_Instructions to follow_
Exactly as they appear, transcribe the entries and skip any pictures.

Dataset entries:
=== Section Start ===
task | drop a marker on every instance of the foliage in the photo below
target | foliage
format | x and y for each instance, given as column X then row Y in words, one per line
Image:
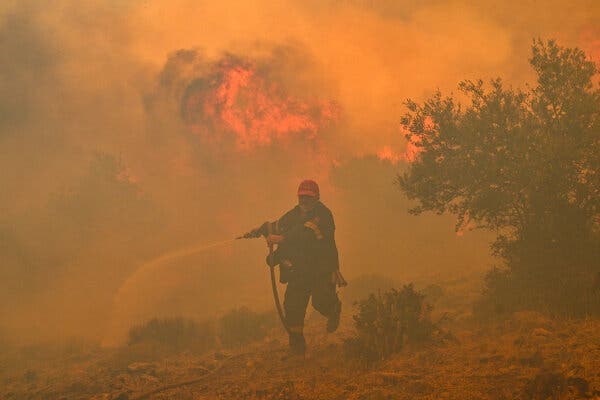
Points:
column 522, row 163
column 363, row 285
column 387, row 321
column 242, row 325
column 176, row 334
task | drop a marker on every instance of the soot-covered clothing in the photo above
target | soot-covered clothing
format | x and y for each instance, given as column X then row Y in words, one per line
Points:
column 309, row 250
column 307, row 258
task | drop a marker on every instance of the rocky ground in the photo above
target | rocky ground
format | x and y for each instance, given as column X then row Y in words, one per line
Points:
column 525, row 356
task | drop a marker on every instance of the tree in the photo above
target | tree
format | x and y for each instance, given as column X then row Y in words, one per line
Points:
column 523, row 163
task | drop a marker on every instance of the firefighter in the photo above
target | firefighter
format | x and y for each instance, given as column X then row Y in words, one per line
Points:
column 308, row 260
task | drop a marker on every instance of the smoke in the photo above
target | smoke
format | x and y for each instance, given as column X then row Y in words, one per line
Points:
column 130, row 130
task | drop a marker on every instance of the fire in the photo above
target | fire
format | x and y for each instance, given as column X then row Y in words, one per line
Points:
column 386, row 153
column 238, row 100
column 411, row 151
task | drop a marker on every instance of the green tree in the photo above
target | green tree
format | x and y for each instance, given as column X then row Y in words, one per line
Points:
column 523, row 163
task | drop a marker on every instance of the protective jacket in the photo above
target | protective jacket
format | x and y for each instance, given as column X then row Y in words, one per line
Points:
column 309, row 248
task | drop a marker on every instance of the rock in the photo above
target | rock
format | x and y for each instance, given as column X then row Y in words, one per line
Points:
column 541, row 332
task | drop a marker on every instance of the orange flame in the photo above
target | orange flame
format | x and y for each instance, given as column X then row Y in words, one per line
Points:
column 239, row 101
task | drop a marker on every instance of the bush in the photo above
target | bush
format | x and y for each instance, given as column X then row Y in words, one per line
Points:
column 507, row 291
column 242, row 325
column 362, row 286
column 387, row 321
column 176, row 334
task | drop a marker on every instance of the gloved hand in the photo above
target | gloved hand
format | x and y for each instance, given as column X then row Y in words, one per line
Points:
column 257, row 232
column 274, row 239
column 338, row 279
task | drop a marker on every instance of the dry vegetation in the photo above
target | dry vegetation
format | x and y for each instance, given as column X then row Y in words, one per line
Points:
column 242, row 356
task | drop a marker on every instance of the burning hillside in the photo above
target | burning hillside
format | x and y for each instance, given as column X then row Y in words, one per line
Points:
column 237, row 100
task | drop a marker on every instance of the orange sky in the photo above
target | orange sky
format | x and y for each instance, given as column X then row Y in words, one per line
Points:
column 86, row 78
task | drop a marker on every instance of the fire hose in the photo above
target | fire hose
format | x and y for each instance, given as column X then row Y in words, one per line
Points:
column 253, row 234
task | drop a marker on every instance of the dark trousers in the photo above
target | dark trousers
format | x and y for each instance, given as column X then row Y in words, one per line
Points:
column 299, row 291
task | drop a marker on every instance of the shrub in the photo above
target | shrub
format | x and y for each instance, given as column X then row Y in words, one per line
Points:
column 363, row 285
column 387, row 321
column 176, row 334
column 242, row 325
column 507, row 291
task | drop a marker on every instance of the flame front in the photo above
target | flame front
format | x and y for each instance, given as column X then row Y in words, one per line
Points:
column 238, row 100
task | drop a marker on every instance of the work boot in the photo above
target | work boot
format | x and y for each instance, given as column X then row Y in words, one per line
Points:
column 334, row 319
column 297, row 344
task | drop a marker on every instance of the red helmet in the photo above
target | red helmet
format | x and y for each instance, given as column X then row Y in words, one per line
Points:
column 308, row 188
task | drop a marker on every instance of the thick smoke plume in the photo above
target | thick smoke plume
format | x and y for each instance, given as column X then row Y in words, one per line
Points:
=== Section End ===
_Reply_
task | drop a marker on every instance of the foliage in the photo below
target | foliage
format | x and y for each instance, given as column X then row Y in words, one per line
Image:
Points:
column 522, row 163
column 363, row 285
column 387, row 321
column 242, row 325
column 176, row 334
task | drop a marker on every instance of the soot-covered clothing in the photo above
target | soot-covered clothing
format | x and y for each instance, given as column X then row Y in words, one per line
Points:
column 309, row 250
column 307, row 258
task | drop a marker on every instance of the rocky ground in the photo above
target | rocky ground
format | x and y for each instance, given as column X then row Y in words, one per line
Points:
column 525, row 356
task | drop a marker on every instance of the tree in the photo above
target | tree
format | x and y for each instance, given as column X then row Y in words, one per line
Points:
column 523, row 163
task | drop a marker on every instance of the firefighter in the photo above
target | firefighter
format | x and y for each instance, given as column X then row Y in words, one per line
Points:
column 308, row 260
task | drop a marker on every instance of the smoke in the photo above
target | smoke
format | x and y for each instance, given as column X then row Y in words, one per line
Points:
column 130, row 130
task | drop a marker on every instance of the fire in the photo above
target | fire
format | x and y for each instance, given as column X then row Y in words, one per line
Points:
column 386, row 153
column 238, row 100
column 411, row 151
task | drop a marker on every instance of the green tree in the photo above
target | green tree
format | x and y for each instance, given as column X then row Y in words, one per line
Points:
column 523, row 163
task | drop a marker on every instance of the protective jacket in the photo above
target | protective jacket
format | x and y for each instance, given as column X then row Y in words, one per line
Points:
column 309, row 248
task | drop a marker on every instance of the rock in the photo above
target | rock
format | x and y for each instance, given as column X then row Y in words, one per line
Points:
column 541, row 332
task | drop a marker on every instance of the orange flame in the photo above
target | orange flame
format | x and y for each instance, given as column X then row Y in words, one per line
Points:
column 239, row 101
task | drop a marker on every instance of the bush in the photo above
target | bush
format | x and y for each instance, given as column X then row Y in words, one per line
Points:
column 507, row 291
column 242, row 325
column 362, row 286
column 387, row 321
column 176, row 334
task | drop a marker on every instance of the gloved hand in the photo above
target | gloved hand
format | x and y for each instance, given as column X then row Y in words, one per line
Points:
column 257, row 232
column 274, row 239
column 338, row 279
task | drop a marker on every instance of the dry vegetation in the photo above
target | dry vegetation
format | x and y for each instance, given as column X then row Y in words, one per line
Points:
column 242, row 356
task | drop a marker on every instance of the burning hillside in the photo above
target | burning hillside
format | x and y for each instance, given as column X then row Y in words, one per line
Points:
column 237, row 100
task | drop a marker on every instance of the orange sky in the photo above
target | orange sky
format | x and y for each instance, given as column X then row Y in words, one per line
Points:
column 86, row 78
task | drop a marker on every instance of the fire hose in the photo above
target | fire hose
format | x and y for each instance, given as column X then row Y in words, one per line
Points:
column 253, row 234
task | drop a marker on every instance of the dark trousers in the photo above
target | dark trousers
format | x and y for each instance, given as column X then row Y in words, one per line
Points:
column 299, row 291
task | drop a marker on every instance of the shrub in the photo above
target | shrub
format | x and y for each instance, given as column X then row Y in words, one per line
Points:
column 363, row 285
column 387, row 321
column 176, row 334
column 242, row 325
column 507, row 291
task | drop a marker on every instance of the flame front in the photo above
target | flame front
format | x and y for each instance, given as column X then row Y in words, one per line
Points:
column 238, row 100
task | drop a marker on every instance of the work boot in the photo above
target | work boot
format | x and y for each instance, given as column X then row Y in words, one per line
Points:
column 334, row 319
column 297, row 344
task | drop a marker on every instance of the red helmet in the photo above
target | red helmet
format | x and y for each instance, given as column X then row Y in words, one per line
Points:
column 308, row 188
task | drop a marker on every instance of the thick smoke plume in the photo above
target | thick smoke plume
format | x and y for each instance, given as column X then row Y in words, one per line
Points:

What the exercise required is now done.